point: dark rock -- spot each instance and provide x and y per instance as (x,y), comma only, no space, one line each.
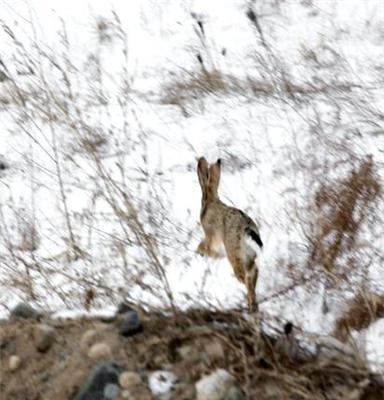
(24,310)
(111,391)
(234,393)
(101,382)
(44,337)
(124,307)
(130,324)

☆ ☆ ☆ ☆ ☆

Leaving out only the pictures, return the material above unchanged.

* [RESPONSE TO THE TASK]
point: dark rock -- spot each instance and provide x and y per instance as (x,y), comma only, no space, one line each.
(24,310)
(111,391)
(234,393)
(101,382)
(44,337)
(124,307)
(130,324)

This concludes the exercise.